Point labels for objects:
■ ■ ■
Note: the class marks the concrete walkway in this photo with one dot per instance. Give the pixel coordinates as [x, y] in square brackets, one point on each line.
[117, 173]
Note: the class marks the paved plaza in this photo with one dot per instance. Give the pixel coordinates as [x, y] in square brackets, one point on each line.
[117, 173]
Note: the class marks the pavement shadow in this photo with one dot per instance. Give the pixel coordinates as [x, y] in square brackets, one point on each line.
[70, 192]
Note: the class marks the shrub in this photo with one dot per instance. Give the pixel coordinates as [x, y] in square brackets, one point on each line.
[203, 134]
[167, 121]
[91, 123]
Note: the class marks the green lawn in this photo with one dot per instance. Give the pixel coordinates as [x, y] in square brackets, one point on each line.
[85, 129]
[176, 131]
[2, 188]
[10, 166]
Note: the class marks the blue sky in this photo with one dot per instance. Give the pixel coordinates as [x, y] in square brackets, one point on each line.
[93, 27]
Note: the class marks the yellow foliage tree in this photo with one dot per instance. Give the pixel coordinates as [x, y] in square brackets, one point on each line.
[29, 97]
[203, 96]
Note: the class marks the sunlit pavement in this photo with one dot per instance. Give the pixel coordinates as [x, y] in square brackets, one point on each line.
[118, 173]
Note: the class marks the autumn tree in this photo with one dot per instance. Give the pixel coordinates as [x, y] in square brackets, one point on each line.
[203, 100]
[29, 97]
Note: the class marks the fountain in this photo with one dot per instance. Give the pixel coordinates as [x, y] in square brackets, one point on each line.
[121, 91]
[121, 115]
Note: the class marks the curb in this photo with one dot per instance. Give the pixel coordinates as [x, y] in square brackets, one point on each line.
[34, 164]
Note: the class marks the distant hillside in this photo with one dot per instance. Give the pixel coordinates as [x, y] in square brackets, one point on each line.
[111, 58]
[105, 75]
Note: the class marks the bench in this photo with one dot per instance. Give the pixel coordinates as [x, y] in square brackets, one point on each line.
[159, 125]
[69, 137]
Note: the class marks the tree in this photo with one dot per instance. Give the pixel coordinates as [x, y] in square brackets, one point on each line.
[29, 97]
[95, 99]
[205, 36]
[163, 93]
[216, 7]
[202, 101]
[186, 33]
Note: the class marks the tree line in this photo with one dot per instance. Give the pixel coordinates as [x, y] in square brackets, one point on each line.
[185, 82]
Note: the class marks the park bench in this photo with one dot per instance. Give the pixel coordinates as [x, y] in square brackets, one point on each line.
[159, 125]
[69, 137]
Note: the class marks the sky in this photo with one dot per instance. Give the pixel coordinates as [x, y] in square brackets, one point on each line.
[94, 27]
■ ■ ■
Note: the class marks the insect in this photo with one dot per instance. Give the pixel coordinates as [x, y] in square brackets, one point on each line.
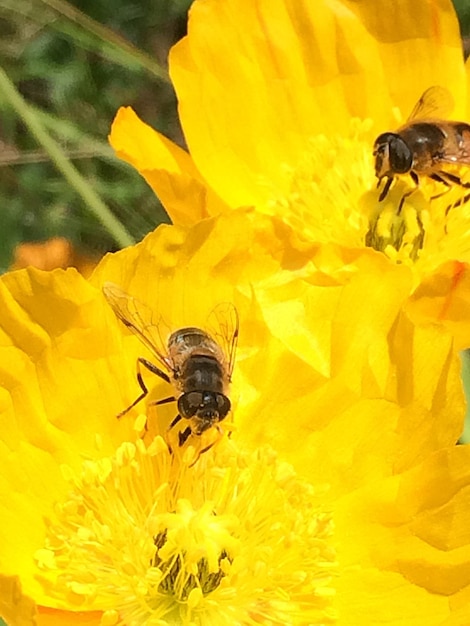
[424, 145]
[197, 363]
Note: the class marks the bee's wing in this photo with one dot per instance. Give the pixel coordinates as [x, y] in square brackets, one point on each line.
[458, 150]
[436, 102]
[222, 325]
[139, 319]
■ ■ ■
Count the lines in the entries above that contain the word "autumn". Reply with the number alone.

*Problem solution:* 1